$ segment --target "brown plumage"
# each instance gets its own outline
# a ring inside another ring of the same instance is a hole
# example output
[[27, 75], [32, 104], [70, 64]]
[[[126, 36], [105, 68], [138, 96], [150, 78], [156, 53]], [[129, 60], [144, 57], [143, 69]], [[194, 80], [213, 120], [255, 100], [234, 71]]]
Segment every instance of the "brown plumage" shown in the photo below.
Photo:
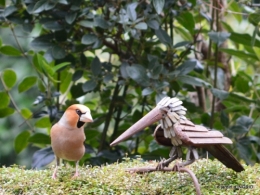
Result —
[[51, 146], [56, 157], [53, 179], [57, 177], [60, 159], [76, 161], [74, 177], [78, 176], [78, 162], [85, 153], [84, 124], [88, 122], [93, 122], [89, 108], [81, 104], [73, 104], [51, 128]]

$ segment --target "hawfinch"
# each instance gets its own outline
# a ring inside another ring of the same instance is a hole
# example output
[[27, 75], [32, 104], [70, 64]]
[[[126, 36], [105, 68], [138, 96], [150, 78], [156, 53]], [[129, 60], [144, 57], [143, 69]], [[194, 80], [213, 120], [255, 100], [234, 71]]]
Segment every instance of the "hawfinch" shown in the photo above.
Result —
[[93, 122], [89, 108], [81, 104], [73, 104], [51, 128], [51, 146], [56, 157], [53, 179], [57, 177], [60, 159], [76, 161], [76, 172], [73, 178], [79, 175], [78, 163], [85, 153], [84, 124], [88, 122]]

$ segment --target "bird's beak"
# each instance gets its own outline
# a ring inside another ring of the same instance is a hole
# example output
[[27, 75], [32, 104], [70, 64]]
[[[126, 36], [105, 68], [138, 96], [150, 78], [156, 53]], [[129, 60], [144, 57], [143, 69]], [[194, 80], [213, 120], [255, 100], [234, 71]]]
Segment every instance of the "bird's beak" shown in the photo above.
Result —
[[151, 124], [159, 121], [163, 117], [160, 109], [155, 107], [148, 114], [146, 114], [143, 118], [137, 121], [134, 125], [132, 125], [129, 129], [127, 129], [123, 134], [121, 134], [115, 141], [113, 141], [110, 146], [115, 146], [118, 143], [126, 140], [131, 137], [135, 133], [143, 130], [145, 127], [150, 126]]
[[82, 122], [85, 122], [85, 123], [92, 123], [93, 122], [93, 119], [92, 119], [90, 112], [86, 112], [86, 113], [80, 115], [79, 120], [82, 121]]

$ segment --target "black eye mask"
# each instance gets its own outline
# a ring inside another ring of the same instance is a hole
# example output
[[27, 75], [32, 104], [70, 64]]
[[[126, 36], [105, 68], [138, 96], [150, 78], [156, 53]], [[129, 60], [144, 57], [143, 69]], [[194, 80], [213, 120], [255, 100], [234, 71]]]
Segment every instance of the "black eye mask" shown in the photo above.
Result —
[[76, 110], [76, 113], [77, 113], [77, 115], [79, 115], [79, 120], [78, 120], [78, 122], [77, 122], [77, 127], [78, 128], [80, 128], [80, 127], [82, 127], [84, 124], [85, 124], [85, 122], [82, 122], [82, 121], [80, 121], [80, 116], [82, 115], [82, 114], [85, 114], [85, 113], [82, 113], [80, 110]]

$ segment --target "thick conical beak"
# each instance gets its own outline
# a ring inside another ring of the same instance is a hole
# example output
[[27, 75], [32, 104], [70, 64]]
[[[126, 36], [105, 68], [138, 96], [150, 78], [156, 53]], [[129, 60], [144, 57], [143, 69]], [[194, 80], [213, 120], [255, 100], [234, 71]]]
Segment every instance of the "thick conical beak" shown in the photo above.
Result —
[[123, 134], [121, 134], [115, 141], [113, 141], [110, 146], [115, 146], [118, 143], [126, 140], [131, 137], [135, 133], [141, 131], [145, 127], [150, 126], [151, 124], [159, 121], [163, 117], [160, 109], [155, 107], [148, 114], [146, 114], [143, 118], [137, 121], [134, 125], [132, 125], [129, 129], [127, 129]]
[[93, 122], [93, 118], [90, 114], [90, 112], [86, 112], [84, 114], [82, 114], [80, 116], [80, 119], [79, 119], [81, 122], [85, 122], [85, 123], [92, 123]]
----------
• YOUR GOAL: Everything in the data except the pictures should be restated word for word.

• RESULT OF THE TASK:
$ segment --target "brown plumage"
# each instance gets its own outline
# a ring inside another ring of the same instance is a hole
# example output
[[27, 75], [32, 104], [70, 64]]
[[[126, 36], [105, 68], [138, 96], [150, 78], [156, 53]], [[129, 60], [144, 57], [143, 69]], [[194, 80], [213, 120], [255, 100], [234, 71]]]
Segment every instance of the "brown plumage" shown in the photo below.
Photo:
Result —
[[51, 146], [56, 157], [53, 179], [57, 177], [60, 159], [76, 161], [74, 177], [78, 176], [78, 162], [85, 153], [84, 124], [88, 122], [93, 122], [89, 108], [81, 104], [73, 104], [51, 128]]

$ segment --target "hawfinch"
# each instance gets its own outline
# a ring inside another ring of the same instance is a hole
# example output
[[27, 75], [32, 104], [70, 64]]
[[[126, 36], [105, 68], [138, 96], [150, 78], [156, 53]], [[129, 60], [144, 57], [143, 69]], [[194, 80], [213, 120], [255, 100], [234, 71]]]
Segment every instance of the "hawfinch" shown in the photo above.
Result —
[[93, 122], [89, 108], [81, 104], [73, 104], [51, 128], [51, 146], [56, 157], [53, 179], [57, 177], [60, 159], [76, 161], [76, 172], [73, 178], [79, 175], [78, 163], [85, 153], [84, 124], [88, 122]]

$ segment --target "bird's beak"
# each instance gets its own outline
# a ring inside another ring of the same instance is a hole
# example output
[[27, 75], [32, 104], [70, 64]]
[[[126, 36], [105, 68], [138, 96], [150, 78], [156, 53]], [[129, 60], [144, 57], [143, 69]], [[194, 80], [213, 120], [255, 100], [234, 71]]]
Segment every instance of the "bird's beak" shown in the photo above.
Result —
[[151, 124], [159, 121], [163, 117], [160, 109], [155, 107], [148, 114], [146, 114], [143, 118], [137, 121], [134, 125], [132, 125], [129, 129], [127, 129], [123, 134], [121, 134], [115, 141], [113, 141], [110, 146], [115, 146], [118, 143], [126, 140], [131, 137], [135, 133], [143, 130], [145, 127], [150, 126]]
[[82, 122], [85, 122], [85, 123], [92, 123], [93, 122], [93, 119], [92, 119], [90, 112], [86, 112], [86, 113], [80, 115], [79, 120], [82, 121]]

$ segment --target "black eye mask"
# each instance gets its own outline
# a ring inside another ring of the same instance is a hole
# example output
[[27, 75], [32, 104], [70, 64]]
[[[126, 36], [105, 68], [138, 96], [150, 78], [156, 53]], [[129, 60], [144, 57], [143, 69]], [[194, 80], [213, 120], [255, 100], [234, 71]]]
Segment every instance of the "black eye mask" shown in the photo above.
Result —
[[76, 110], [76, 113], [77, 113], [77, 115], [79, 115], [79, 120], [78, 120], [78, 122], [77, 122], [77, 127], [78, 128], [80, 128], [80, 127], [82, 127], [84, 124], [85, 124], [85, 122], [82, 122], [82, 121], [80, 121], [80, 116], [82, 115], [82, 114], [85, 114], [85, 113], [82, 113], [80, 110]]

$ segment --target "thick conical beak"
# each instance gets its own outline
# a ring inside another ring of the same instance is a hole
# example output
[[27, 75], [32, 104], [70, 64]]
[[[126, 36], [105, 68], [138, 96], [150, 78], [156, 53]], [[129, 60], [144, 57], [143, 69]], [[194, 80], [213, 120], [255, 100], [234, 71]]]
Segment every instance of the "thick conical beak" shown in the photo above.
Result —
[[123, 134], [121, 134], [115, 141], [113, 141], [110, 146], [115, 146], [118, 143], [126, 140], [131, 137], [135, 133], [141, 131], [145, 127], [150, 126], [151, 124], [159, 121], [163, 117], [160, 109], [155, 107], [148, 114], [146, 114], [143, 118], [137, 121], [134, 125], [132, 125], [129, 129], [127, 129]]
[[93, 122], [93, 118], [90, 114], [90, 112], [86, 112], [84, 114], [82, 114], [80, 116], [80, 119], [79, 119], [81, 122], [85, 122], [85, 123], [92, 123]]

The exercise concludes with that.